======== RECORDS TO USE ========

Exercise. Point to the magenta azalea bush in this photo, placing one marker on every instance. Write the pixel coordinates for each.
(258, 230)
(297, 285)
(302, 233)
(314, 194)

========

• **EXERCISE DESCRIPTION**
All of the material must be given again without any change.

• **WRITTEN REPLY**
Exercise. Point to the magenta azalea bush in this photo, placing one marker on every instance. Write the pixel coordinates for each.
(258, 230)
(297, 285)
(302, 233)
(314, 194)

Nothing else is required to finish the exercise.